Но если бы нам кто помог поверить в солженицынского Бога; говоря откровенно, я просто его в нём не чувствую, не ощущаю искренности его веры. Да и как в политика и мыслителя в Солженицына я верю мало, хотя он и обрёл уже замашки политического деятеля знакомого типа — с ненасытным стремлением отсекать, отмежёвываться и «приводить к присяге». Сомневаюсь в том, что через него даруется нам Истина, и не хочу в его рай — боюсь, что попаду в идеально благоустроенный лагерь. В христианство его я не верю, потому что нельзя быть христианином с такой мизантропической наклонностью ума и таким самообожанием. А его ненавистью ко всему, что есть нынешняя Россия, я сыт по горло.
Позвольте, возразят мне, и ненавидеть сладко. Это правда. Проповеди добродетели скоро прискучивают. Ставшие дешёвой монетой и скатившиеся с уст дюжинного прохвоста слова об Истине, Добре и Справедливости выглядят оскорбительной пошлостью, особенно там, где всё в неладице и разрухе. И в благородном обличье небанальности выступает гений зла. Его слова разрушительной правды дышат неожиданным обаянием, впитываются жадно. Нужно время, чтобы его речами пресытились, чтобы на них тоже выступила зелёными пятнами окись пошлости, и людям вернулось сознание несомненности начальной веры в добро. В этих стихийных колыханиях образованной толпы от одного к другому полюсу верований — повторяющаяся история общественных тяготений и разочарований.

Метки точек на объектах
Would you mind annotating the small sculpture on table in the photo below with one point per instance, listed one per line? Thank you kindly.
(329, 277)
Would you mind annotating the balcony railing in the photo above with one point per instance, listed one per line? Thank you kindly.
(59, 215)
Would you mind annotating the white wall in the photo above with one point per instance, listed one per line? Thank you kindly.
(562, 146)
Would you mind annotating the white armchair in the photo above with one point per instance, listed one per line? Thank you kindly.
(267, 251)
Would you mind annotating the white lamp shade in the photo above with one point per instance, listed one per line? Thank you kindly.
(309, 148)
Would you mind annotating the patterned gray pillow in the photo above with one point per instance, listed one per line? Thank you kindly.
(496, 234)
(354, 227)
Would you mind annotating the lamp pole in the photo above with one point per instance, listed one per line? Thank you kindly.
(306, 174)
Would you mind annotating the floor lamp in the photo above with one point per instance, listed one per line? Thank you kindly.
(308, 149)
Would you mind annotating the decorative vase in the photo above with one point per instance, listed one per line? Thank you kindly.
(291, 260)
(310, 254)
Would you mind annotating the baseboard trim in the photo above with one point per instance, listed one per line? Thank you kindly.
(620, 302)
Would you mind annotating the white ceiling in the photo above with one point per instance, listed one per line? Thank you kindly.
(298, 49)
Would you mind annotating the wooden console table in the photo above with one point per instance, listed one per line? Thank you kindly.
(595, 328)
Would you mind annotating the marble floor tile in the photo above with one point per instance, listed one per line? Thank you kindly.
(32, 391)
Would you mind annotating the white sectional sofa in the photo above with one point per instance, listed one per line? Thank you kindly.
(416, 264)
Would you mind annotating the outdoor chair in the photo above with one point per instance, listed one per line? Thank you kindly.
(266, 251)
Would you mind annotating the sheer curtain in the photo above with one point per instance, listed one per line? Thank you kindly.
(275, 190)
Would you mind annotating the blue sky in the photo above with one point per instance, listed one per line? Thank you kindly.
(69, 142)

**ПОСТАВЛЕННЫЕ ЗАДАЧИ**
(a) Перепечатайте из отрывка о Солженицыне часть, которая начинается со слов «Но если бы нам» и продолжается до слов «сыт по горло.» включительно.
(b) Какое стремление, согласно отрывку о Солженицыне, появилось у него вместе с замашками политического деятеля знакомого типа?
Записи представляют собой отдельный материал.

**РЕЗУЛЬТАТЫ ПО ЗАДАЧАМ**
(a)
Но если бы нам кто помог поверить в солженицынского Бога; говоря откровенно, я просто его в нём не чувствую, не ощущаю искренности его веры. Да и как в политика и мыслителя в Солженицына я верю мало, хотя он и обрёл уже замашки политического деятеля знакомого типа — с ненасытным стремлением отсекать, отмежёвываться и «приводить к присяге». Сомневаюсь в том, что через него даруется нам Истина, и не хочу в его рай — боюсь, что попаду в идеально благоустроенный лагерь. В христианство его я не верю, потому что нельзя быть христианином с такой мизантропической наклонностью ума и таким самообожанием. А его ненавистью ко всему, что есть нынешняя Россия, я сыт по горло.

(b) Ненасытное стремление отсекать, отмежёвываться и «приводить к присяге».